» Material shown
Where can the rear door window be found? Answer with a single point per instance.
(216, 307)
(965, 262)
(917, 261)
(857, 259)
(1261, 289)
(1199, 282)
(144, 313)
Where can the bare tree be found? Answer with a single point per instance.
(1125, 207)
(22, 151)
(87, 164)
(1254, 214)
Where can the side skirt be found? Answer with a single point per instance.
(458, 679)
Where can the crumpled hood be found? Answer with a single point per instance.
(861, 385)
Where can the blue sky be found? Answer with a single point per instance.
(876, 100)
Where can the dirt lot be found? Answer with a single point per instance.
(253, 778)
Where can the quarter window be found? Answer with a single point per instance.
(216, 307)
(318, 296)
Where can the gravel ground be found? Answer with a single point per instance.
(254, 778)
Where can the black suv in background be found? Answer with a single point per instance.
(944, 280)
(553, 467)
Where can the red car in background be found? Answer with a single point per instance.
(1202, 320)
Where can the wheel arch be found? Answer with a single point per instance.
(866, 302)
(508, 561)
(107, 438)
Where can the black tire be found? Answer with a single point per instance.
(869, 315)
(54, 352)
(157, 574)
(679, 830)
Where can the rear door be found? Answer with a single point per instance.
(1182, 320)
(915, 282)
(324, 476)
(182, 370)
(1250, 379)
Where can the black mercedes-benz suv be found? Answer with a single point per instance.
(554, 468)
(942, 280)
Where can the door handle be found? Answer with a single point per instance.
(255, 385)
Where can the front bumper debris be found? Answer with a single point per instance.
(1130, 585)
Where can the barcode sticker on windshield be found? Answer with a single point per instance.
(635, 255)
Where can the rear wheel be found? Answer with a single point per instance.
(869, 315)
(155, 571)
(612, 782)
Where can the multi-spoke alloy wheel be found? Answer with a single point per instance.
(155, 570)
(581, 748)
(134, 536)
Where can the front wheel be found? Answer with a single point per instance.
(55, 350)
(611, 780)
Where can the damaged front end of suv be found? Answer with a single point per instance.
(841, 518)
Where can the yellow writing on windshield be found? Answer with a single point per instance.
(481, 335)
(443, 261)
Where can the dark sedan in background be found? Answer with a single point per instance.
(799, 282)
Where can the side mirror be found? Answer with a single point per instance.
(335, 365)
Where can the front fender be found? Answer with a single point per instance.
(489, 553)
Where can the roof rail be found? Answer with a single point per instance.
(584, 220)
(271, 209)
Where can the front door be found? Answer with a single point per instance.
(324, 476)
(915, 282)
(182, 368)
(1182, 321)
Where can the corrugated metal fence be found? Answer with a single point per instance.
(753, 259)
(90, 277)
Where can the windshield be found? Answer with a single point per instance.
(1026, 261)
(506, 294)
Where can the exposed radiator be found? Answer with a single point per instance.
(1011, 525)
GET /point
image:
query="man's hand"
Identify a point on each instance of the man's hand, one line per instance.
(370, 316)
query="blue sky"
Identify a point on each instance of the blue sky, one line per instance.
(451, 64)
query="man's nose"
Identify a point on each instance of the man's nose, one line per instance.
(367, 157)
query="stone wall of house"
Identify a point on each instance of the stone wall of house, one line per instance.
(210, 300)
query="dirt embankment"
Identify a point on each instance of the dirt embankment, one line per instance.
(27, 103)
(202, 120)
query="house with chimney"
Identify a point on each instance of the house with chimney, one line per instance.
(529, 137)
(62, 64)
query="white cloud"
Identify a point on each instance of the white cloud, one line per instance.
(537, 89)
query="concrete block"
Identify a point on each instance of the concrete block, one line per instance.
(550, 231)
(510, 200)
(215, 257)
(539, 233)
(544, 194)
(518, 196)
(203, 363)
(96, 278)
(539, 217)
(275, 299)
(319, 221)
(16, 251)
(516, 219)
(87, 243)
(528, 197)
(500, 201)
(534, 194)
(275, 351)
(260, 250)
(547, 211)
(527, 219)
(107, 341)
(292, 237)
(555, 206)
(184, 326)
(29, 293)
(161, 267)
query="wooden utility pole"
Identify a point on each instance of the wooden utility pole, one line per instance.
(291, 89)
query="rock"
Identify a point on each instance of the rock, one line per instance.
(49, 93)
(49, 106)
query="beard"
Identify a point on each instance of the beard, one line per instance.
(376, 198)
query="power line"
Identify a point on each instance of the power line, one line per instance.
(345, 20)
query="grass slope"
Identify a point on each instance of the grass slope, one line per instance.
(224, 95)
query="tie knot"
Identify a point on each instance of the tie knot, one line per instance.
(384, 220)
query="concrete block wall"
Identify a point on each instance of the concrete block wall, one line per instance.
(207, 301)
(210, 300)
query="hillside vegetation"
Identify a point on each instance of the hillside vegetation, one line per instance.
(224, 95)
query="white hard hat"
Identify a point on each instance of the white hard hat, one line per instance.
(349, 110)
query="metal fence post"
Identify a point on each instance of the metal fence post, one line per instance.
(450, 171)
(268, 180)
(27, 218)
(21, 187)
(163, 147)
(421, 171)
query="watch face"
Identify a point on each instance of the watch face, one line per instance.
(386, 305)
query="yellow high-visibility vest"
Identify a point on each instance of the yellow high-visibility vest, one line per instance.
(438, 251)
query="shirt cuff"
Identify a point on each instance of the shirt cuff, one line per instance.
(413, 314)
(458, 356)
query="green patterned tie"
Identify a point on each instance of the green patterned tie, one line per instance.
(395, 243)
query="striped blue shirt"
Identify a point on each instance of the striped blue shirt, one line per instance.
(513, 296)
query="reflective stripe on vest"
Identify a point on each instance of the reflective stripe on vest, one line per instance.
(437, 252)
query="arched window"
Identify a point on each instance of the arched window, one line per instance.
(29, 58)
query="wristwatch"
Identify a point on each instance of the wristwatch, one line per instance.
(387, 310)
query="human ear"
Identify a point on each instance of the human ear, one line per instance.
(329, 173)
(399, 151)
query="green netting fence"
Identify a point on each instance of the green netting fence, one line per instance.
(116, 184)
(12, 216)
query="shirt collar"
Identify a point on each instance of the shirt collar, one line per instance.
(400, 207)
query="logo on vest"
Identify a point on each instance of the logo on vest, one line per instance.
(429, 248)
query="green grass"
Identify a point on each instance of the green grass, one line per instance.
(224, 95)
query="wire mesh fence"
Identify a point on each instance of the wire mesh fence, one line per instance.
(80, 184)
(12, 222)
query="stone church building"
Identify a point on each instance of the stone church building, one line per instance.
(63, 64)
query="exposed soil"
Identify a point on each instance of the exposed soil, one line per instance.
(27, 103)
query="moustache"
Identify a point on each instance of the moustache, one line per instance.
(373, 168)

» What is asked
Copy all of the data exactly.

» In response
Where can the rear door window be found? Answer with a single point per instance.
(216, 307)
(965, 262)
(917, 261)
(857, 259)
(1261, 289)
(1199, 282)
(144, 313)
Where can the bare tree be found? Answer with a single point per instance.
(1125, 207)
(22, 151)
(87, 164)
(1254, 214)
Where can the side skirt be found? Answer with a single point per instance.
(458, 679)
Where can the crumpled hood be found? Answer with a single point per instance.
(861, 385)
Where can the blue sky be found? Answer with a single point per instance.
(876, 100)
Where can the dirt lot be found? Answer with a single point per instance.
(253, 778)
Where can the quarter window be found? Answer with a single point per instance.
(216, 307)
(318, 296)
Where can the gravel ground be found? Answer with a single point per instance.
(254, 778)
Where can the black suv in background be found? Answer with a single point per instance.
(944, 280)
(553, 467)
Where can the red car in background be found? Answer with a single point per instance.
(1202, 320)
Where can the wheel arch be found? Answer with a single point per instance.
(866, 302)
(508, 561)
(107, 438)
Where can the black tire be found? Answer with a single point per instance.
(869, 315)
(54, 352)
(157, 574)
(679, 830)
Where can the rear door be found? Answer with a single point per instance.
(1182, 320)
(915, 282)
(324, 476)
(182, 370)
(1250, 379)
Where can the black mercedes-benz suv be found? Answer with a single point per instance.
(554, 468)
(942, 280)
Where can the door handle be found? Answer with a single point per instance.
(255, 385)
Where can the front bumper debris be found? Answer with a single point per instance.
(1130, 585)
Where can the barcode sticker on windshield be found? Answer with a single point per instance.
(635, 255)
Where can the rear wheel be found? Answer with a single point per instance.
(869, 315)
(155, 571)
(612, 782)
Where can the multi-spoke alloy wheel be found? Answer with a single point per instance.
(155, 570)
(581, 748)
(134, 536)
Where can the front wheel be found? Answer with a single point per instance.
(55, 350)
(611, 780)
Where can the damaged front end of suv be found? Answer with a single point per instance.
(841, 518)
Where can the yellow writing on windshield be found? Answer with a single point per instance.
(481, 335)
(443, 261)
Where can the dark sedan in background be found? Answer with a single point per instance.
(799, 282)
Where can the side mirror be found? Answer with a single point per instance.
(335, 365)
Where can the front fender be found? Answer with a single point per instance.
(489, 553)
Where can the roof rail be found? Answer with a single point per instance.
(584, 220)
(271, 209)
Where can the front door be found? Answer with a single point per instance.
(324, 476)
(915, 282)
(182, 368)
(1182, 321)
Where can the corrugated metal fence be found? Answer with a single point per instance.
(753, 259)
(90, 277)
Where can the windshield be found? Answer with a single point per instance.
(1026, 261)
(506, 294)
Where can the exposed radiator be found? Answer with a single point per instance.
(1011, 525)
GET /point
image:
query="man's hand"
Identify a point on each instance of the man's hand, one line per instance.
(370, 316)
query="blue sky"
Identify a point on each instance of the blue sky, one line per instance.
(451, 64)
query="man's nose"
Identify a point on each instance of the man's nose, one line per instance.
(367, 157)
query="stone wall of house"
Identify a point on each instance of the stone wall of house, one line per instance.
(210, 300)
query="dirt embankment"
Identify a point on each instance of the dirt embankment, one line per instance.
(27, 103)
(202, 120)
query="house with chimney"
Identify a point on each instance of the house with chimney, one line per instance.
(529, 137)
(62, 64)
query="white cloud"
Identify a point on each instance of the white cloud, one line per instance.
(537, 89)
query="concrete block"
Identify a point on each instance of the concrete block, one line per instance.
(550, 231)
(510, 200)
(215, 257)
(539, 233)
(544, 194)
(518, 196)
(203, 363)
(96, 278)
(539, 217)
(275, 299)
(319, 221)
(16, 251)
(516, 219)
(87, 243)
(528, 197)
(500, 201)
(534, 194)
(275, 351)
(260, 250)
(547, 211)
(527, 219)
(107, 341)
(292, 237)
(555, 206)
(184, 326)
(29, 293)
(161, 267)
query="wooden utility pole"
Identify a point on each instance of the wooden utility pole, one line per instance.
(291, 89)
query="rock"
Identify a point on each instance of the rock, one line per instance.
(49, 93)
(49, 106)
query="beard"
Identify a point on each instance of the beard, one line per instance.
(376, 198)
query="power line"
Identify a point on each instance of the power line, one line per instance.
(345, 20)
query="grass slope"
Identify a point on each instance of the grass slope, one line per instance.
(224, 95)
query="tie knot"
Identify a point on each instance of the tie knot, one line per instance.
(384, 220)
query="concrete block wall"
Identify a point on each instance of the concrete block wall, one line per instance.
(207, 301)
(210, 300)
query="hillside vegetation"
Identify a point on each instance of the hillside vegetation, one line per instance.
(224, 95)
query="white hard hat"
Identify a point on each instance of the white hard hat, one line per instance.
(349, 110)
query="metal fence post"
Identify a point on each instance of the metal fence post, one line per instance.
(450, 171)
(268, 180)
(27, 218)
(21, 187)
(163, 147)
(421, 171)
query="watch face"
Identify a point on each instance of the watch face, one line per instance.
(386, 305)
query="yellow high-visibility vest"
Identify a point on each instance of the yellow high-visibility vest, one line per instance.
(438, 251)
query="shirt cuff"
Identify a point on each instance of the shirt cuff, one line per instance.
(413, 314)
(458, 356)
query="green patterned tie"
Identify a point on each instance of the green patterned tie, one line per instance.
(395, 243)
query="striped blue shirt"
Identify a point on each instance of the striped blue shirt, one line per instance.
(513, 296)
query="reflective stripe on vest"
Identify a point on each instance of the reflective stripe on vest, one line per instance.
(437, 252)
query="arched window"
Identify a point on each instance of the arched window, one line per instance.
(29, 58)
query="wristwatch"
Identify a point on each instance of the wristwatch, one line per instance.
(387, 310)
query="human ear"
Identify a point on each instance of the human ear, one line per instance.
(329, 173)
(399, 151)
query="green netting fence"
Identify a point on each instance of the green netting fence, one line per instance.
(116, 184)
(12, 216)
query="shirt collar"
Identify a point on each instance of the shirt collar, one line per instance.
(400, 207)
query="logo on vest"
Identify a point on each instance of the logo on vest, one line per instance.
(429, 248)
query="green grass"
Identify a point on each instance of the green grass, one line per instance.
(224, 95)
query="wire mesh fence"
Identify a point on each instance of the wire mesh fence, one line per instance.
(80, 184)
(12, 222)
query="stone church building"
Identify a point on each instance of the stone church building, one line per instance.
(63, 64)
query="exposed soil"
Identify a point on each instance of the exposed soil, one line per instance.
(27, 103)
query="moustache"
Identify a point on each instance of the moustache, one line per instance.
(373, 168)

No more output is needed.